▶ **Instructions for the task**:
Reproduce the data below verbatim from the line containing "Where can you see the car front bumper" through its final line, and produce nothing more.

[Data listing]
*****

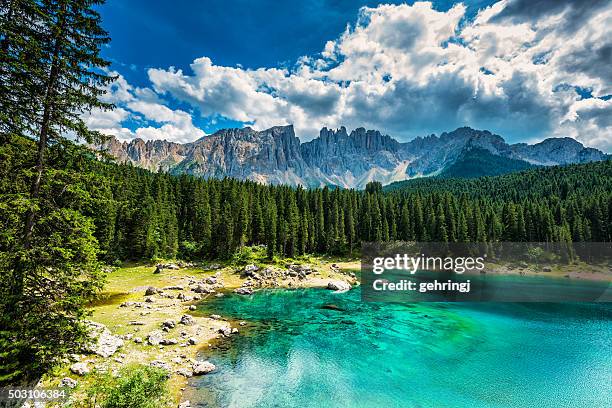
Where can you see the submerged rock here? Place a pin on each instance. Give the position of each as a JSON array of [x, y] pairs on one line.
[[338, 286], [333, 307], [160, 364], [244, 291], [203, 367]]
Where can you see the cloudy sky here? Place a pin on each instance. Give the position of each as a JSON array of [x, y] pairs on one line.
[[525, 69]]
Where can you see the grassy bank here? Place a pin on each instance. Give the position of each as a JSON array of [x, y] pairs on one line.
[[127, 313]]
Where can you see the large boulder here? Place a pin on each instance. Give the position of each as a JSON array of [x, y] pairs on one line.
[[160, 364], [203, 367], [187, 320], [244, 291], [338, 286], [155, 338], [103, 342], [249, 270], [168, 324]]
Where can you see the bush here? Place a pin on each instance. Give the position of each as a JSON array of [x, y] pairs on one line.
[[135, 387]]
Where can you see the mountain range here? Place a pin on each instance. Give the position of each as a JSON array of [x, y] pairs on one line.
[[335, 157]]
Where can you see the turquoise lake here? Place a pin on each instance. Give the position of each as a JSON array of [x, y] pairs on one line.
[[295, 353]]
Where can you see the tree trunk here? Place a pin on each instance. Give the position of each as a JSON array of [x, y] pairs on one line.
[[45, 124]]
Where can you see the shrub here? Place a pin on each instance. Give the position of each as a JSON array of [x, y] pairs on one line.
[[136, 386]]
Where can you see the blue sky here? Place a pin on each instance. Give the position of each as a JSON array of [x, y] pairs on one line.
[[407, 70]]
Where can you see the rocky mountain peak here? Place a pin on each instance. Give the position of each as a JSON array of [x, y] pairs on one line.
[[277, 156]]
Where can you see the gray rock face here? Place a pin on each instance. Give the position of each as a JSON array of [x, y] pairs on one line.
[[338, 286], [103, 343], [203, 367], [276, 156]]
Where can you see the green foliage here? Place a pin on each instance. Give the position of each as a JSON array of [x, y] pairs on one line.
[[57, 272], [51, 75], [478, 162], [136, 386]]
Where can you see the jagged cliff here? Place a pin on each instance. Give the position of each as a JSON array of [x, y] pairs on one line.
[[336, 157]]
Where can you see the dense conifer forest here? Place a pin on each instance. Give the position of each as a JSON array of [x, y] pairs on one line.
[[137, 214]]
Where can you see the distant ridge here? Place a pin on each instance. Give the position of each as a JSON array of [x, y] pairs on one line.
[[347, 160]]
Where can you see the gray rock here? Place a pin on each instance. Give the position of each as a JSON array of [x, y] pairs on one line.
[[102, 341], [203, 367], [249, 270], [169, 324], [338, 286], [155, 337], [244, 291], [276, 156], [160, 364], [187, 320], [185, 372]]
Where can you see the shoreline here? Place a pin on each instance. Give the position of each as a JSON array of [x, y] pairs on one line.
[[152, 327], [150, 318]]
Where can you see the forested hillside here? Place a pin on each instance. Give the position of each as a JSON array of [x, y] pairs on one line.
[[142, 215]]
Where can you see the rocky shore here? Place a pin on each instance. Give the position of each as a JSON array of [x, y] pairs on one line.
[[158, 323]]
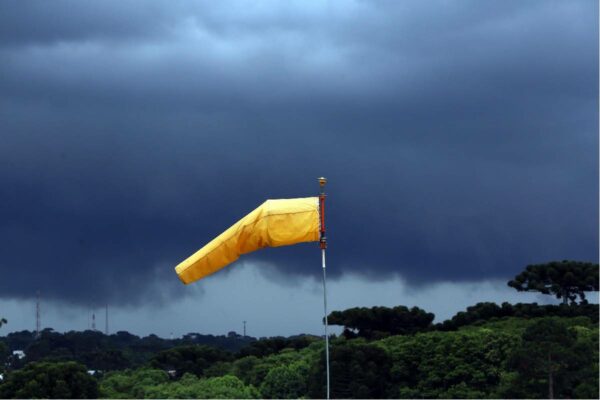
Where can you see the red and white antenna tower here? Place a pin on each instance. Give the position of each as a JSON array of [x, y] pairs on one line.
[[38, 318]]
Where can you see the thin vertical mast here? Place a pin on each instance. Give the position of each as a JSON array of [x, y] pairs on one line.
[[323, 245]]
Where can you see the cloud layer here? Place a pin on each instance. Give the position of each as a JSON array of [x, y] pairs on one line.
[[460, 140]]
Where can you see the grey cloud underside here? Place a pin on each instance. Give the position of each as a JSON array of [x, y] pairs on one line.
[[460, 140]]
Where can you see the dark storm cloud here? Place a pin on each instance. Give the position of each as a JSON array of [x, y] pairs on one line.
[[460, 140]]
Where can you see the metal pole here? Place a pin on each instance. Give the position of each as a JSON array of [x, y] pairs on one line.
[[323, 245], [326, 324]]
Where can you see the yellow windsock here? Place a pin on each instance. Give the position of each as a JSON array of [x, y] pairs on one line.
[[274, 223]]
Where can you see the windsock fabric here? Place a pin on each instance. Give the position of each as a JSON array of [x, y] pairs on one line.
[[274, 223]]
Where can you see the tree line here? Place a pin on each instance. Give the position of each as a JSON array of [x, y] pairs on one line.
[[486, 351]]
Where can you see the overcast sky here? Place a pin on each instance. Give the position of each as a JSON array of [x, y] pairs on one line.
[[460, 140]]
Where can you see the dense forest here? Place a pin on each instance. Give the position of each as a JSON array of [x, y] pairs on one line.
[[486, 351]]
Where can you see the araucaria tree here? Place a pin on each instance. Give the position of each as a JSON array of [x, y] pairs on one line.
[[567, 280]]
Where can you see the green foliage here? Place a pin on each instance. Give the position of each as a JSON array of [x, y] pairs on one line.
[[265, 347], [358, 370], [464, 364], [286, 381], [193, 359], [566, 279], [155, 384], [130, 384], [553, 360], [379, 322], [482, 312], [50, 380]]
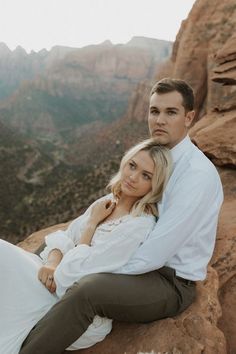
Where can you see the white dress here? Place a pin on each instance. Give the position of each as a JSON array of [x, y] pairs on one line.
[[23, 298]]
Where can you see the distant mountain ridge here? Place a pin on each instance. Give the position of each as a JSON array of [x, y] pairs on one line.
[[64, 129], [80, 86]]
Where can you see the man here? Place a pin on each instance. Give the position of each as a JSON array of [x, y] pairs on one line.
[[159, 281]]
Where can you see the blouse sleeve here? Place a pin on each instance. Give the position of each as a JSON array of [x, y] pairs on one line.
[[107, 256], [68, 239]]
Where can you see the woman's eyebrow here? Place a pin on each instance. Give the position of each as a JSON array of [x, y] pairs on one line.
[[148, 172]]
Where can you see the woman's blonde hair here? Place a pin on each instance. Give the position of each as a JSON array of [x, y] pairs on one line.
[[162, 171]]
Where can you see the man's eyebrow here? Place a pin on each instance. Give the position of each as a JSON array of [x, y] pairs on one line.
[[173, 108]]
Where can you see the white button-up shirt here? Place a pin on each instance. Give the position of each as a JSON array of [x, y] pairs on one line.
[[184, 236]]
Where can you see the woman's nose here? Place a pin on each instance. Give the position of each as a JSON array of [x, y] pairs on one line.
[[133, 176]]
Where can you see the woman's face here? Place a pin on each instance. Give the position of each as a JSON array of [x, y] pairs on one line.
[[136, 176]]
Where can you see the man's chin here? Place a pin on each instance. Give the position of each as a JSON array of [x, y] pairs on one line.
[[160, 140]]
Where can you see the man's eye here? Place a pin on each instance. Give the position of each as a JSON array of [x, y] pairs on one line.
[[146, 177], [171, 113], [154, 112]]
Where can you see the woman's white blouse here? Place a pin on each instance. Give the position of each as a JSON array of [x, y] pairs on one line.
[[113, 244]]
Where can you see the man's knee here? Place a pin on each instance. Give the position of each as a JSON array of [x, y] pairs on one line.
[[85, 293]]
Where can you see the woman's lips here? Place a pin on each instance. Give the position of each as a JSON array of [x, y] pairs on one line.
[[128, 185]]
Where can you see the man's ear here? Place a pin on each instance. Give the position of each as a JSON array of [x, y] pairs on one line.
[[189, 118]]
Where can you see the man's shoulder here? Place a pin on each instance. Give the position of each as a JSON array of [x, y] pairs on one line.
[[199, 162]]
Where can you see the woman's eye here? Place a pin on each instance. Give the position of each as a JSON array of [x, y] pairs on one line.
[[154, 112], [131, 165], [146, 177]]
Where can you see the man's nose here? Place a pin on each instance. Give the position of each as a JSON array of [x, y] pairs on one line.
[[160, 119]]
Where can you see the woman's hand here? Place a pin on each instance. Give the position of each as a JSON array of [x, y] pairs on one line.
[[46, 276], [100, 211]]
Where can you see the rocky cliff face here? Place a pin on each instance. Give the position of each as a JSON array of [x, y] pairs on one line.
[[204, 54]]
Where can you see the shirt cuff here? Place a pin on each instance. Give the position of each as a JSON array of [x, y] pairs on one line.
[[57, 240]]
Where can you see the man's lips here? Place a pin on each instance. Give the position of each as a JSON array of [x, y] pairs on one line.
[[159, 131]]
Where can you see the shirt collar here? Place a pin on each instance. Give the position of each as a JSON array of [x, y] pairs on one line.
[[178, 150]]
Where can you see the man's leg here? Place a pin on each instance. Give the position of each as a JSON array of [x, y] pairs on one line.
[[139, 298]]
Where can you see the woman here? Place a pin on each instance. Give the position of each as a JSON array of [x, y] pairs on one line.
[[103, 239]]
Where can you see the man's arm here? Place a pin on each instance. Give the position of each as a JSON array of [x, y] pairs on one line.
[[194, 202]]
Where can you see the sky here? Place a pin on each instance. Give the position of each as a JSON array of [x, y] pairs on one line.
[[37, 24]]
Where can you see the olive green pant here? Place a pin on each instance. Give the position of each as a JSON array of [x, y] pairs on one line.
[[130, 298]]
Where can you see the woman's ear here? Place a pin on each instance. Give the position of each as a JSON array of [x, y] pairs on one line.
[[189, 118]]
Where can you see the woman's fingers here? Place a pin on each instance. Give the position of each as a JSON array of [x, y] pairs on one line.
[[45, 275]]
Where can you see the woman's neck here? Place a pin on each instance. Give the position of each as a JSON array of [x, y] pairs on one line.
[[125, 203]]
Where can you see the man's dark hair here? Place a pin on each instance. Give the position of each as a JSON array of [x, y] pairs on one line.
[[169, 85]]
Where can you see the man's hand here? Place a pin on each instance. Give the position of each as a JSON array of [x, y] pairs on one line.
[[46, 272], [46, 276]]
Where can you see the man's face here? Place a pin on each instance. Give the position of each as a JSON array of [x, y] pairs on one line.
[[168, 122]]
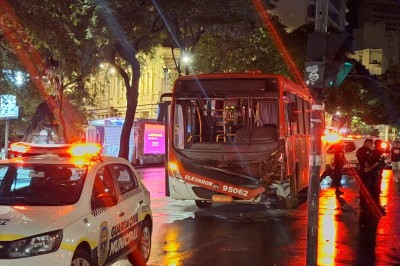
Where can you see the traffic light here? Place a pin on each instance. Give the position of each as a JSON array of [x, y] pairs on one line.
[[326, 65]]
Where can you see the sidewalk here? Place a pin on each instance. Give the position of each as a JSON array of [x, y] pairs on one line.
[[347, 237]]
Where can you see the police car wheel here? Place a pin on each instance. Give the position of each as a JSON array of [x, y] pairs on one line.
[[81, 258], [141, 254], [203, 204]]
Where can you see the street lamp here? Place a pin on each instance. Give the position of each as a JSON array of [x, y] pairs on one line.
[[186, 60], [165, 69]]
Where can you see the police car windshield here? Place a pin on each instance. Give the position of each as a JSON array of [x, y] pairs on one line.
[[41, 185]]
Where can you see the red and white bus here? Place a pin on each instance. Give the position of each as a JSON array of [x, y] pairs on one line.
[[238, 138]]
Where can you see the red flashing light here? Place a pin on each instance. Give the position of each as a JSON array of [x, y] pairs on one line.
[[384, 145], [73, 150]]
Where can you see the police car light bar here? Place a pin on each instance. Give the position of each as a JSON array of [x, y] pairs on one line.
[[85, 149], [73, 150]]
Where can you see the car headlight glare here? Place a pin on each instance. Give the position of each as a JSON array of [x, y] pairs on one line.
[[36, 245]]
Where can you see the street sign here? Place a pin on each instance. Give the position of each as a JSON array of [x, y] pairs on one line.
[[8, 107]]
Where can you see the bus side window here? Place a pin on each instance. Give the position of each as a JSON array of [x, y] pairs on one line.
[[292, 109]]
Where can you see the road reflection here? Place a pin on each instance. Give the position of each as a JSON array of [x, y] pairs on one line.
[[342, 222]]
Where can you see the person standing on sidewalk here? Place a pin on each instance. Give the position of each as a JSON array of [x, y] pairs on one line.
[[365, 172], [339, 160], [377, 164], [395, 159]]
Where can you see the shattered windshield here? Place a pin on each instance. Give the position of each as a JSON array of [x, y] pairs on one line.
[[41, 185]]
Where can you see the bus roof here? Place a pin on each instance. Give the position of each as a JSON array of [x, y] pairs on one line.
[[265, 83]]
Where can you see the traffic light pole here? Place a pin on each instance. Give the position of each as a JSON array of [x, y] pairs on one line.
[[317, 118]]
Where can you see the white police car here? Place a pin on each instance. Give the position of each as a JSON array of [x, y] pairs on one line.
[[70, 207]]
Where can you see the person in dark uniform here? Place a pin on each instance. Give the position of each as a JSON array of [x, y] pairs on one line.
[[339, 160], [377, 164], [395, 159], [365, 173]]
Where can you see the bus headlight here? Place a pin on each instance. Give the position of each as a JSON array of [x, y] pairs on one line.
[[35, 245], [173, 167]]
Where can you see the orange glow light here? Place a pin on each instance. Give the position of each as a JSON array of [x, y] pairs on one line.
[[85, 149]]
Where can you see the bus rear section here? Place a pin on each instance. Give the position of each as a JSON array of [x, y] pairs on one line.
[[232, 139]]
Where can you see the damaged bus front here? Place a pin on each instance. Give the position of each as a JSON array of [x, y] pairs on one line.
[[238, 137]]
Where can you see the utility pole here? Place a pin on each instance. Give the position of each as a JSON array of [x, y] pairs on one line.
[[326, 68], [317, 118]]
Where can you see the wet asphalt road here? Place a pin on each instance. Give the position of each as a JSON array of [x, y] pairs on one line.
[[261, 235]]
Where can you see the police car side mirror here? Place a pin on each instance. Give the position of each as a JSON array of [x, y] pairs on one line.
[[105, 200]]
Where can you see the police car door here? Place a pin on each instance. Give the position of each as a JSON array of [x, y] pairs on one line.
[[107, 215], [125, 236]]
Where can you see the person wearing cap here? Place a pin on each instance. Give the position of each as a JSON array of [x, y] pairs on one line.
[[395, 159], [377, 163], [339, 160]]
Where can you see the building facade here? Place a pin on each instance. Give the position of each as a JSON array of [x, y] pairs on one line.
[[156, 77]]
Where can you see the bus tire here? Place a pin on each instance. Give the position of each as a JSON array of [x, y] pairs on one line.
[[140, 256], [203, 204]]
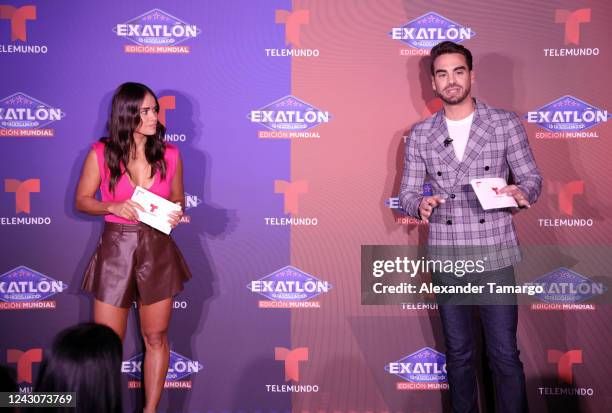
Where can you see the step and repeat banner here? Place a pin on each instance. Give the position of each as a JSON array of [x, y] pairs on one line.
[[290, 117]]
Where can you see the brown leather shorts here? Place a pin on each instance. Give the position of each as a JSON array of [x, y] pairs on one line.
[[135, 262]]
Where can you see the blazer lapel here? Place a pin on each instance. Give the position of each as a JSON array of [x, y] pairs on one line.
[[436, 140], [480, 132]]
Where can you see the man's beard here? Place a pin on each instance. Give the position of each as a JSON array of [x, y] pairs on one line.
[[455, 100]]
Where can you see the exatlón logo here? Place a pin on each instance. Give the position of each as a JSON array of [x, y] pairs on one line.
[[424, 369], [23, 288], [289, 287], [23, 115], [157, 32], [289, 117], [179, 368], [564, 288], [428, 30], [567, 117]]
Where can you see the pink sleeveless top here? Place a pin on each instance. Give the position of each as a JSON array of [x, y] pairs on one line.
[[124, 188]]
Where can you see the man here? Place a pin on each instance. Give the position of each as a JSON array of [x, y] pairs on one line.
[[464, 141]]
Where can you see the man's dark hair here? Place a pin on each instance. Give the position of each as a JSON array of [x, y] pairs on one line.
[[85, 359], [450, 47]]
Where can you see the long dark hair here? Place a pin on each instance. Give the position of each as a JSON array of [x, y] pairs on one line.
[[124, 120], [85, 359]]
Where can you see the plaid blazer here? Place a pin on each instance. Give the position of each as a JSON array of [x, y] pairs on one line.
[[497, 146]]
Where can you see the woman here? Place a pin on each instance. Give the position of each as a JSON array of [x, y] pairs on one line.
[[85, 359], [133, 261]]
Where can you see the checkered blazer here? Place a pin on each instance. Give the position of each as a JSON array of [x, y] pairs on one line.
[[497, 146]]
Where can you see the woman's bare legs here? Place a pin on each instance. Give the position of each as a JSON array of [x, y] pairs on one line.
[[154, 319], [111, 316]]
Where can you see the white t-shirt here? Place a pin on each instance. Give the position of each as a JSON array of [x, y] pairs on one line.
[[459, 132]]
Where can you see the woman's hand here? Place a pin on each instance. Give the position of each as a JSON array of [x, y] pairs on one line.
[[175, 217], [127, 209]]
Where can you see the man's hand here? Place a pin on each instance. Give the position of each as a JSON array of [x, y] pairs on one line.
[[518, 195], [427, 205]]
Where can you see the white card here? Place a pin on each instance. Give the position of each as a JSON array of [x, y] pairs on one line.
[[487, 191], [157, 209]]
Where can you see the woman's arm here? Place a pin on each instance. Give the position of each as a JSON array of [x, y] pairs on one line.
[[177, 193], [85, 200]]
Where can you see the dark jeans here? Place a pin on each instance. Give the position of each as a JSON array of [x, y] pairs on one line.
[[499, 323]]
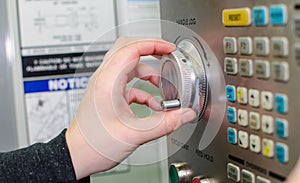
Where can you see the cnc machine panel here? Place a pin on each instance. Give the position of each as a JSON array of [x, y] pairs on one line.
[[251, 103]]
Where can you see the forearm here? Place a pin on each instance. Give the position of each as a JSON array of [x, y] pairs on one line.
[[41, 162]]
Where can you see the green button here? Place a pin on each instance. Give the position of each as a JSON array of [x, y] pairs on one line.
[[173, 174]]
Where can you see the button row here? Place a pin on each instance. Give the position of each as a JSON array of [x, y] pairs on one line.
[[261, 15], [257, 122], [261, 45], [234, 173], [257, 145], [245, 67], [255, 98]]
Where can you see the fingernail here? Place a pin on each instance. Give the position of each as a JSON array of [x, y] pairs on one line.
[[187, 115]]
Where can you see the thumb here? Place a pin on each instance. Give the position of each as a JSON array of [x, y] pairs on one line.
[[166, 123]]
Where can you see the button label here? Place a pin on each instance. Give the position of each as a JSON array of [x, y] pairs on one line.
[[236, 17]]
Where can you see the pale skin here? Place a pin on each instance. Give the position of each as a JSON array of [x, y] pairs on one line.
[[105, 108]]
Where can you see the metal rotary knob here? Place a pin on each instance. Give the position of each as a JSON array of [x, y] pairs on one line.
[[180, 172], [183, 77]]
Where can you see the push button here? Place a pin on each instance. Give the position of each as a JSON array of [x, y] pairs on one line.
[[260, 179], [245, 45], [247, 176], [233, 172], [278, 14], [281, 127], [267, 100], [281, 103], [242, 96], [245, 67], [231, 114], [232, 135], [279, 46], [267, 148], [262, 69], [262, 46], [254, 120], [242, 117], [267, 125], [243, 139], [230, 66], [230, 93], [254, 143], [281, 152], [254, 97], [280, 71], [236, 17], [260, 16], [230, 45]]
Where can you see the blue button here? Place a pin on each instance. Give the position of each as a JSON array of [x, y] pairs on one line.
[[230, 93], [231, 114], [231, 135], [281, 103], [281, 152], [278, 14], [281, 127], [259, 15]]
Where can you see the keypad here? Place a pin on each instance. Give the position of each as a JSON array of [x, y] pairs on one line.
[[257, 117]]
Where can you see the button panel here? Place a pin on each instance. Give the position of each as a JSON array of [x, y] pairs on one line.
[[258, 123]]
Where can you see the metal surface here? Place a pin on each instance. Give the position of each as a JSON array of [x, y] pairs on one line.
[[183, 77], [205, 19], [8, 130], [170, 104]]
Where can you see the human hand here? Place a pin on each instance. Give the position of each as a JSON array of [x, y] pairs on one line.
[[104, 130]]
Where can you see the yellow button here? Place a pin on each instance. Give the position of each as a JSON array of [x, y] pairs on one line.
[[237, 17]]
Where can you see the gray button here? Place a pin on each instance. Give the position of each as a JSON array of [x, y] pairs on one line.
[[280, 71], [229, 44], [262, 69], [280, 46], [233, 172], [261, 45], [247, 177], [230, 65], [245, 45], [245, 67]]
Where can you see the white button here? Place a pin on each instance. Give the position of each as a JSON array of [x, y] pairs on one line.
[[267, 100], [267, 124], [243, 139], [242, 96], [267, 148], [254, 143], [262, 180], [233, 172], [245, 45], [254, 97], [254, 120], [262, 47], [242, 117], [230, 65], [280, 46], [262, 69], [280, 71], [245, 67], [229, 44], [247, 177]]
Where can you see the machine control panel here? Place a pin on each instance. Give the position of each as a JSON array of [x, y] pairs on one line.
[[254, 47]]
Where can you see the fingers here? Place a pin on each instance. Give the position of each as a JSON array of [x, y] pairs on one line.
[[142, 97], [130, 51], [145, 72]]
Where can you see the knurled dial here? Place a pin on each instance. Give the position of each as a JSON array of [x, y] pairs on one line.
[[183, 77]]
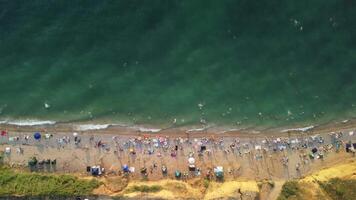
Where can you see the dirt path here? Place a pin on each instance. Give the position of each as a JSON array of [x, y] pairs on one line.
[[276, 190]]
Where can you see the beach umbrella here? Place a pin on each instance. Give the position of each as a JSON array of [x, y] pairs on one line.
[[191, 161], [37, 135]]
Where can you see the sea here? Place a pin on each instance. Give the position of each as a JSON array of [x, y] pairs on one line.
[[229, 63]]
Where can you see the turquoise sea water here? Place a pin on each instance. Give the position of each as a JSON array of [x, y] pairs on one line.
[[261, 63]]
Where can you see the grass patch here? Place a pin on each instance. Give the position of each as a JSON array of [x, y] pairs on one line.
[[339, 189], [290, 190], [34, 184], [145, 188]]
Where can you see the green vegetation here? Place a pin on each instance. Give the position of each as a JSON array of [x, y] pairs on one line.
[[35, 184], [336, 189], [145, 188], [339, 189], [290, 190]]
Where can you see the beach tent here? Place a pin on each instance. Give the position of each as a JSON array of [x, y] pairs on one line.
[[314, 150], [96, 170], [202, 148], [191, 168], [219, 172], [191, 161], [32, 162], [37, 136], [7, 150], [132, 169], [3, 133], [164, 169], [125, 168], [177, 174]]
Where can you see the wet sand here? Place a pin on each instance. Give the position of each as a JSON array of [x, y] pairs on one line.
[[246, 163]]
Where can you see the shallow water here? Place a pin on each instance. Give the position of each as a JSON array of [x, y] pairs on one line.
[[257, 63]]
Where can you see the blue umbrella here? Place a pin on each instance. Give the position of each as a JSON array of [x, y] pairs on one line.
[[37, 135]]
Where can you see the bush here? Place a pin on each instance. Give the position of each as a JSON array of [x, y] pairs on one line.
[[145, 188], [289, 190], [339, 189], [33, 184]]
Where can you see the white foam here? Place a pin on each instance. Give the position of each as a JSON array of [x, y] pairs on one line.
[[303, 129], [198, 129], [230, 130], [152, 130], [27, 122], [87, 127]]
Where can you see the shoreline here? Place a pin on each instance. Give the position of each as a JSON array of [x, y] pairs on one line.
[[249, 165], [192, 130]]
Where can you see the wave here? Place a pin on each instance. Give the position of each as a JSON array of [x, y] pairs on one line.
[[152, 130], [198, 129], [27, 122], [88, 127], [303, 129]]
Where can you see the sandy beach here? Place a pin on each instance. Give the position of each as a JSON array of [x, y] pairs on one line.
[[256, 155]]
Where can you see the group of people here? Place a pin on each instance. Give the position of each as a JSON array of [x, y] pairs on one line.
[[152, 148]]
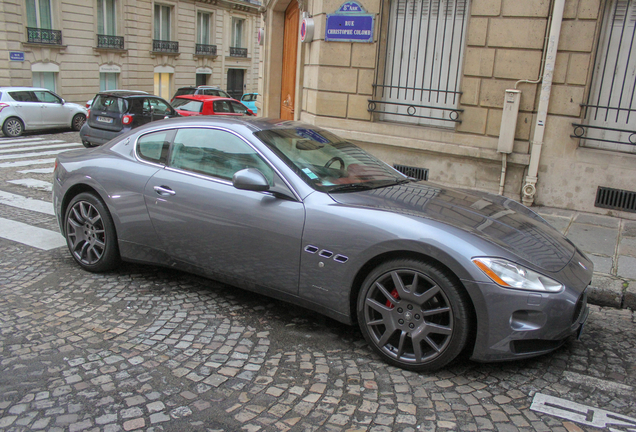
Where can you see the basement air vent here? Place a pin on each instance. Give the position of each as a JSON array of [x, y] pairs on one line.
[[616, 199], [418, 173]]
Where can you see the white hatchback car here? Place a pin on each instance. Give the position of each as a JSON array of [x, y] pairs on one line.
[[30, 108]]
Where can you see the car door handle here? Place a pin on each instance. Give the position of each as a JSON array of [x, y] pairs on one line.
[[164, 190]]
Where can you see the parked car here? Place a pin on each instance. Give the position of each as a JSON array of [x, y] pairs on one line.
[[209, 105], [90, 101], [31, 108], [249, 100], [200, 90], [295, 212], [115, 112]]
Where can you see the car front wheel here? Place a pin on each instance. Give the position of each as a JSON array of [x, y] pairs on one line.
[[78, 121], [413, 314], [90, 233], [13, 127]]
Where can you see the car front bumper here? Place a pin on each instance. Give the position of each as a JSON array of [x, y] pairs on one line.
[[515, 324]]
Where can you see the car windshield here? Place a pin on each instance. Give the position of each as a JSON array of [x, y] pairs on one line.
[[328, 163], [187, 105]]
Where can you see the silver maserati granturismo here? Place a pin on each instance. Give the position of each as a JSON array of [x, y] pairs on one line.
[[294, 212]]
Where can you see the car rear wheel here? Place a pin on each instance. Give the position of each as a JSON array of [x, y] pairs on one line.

*****

▶ **The answer**:
Where can you see the car front bumper here? Place a pin on each instance. Give the position of each as a JSON array of [x, y] pairs on one line.
[[515, 324]]
Where can you see the car windshield here? Place a pin on each instance. Give the position of each as a JSON array of [x, y] pairs on one line.
[[328, 163], [187, 105]]
Where can you see the silver maserati granturismo here? Place a pin on each instance. Give the position of each as a JSON array of [x, y] pairs on one line.
[[294, 212]]
Where can you see the car rear wheel here? Place a pin on each instance. Give the position of each as a JSON array of [x, y] pairs on one line.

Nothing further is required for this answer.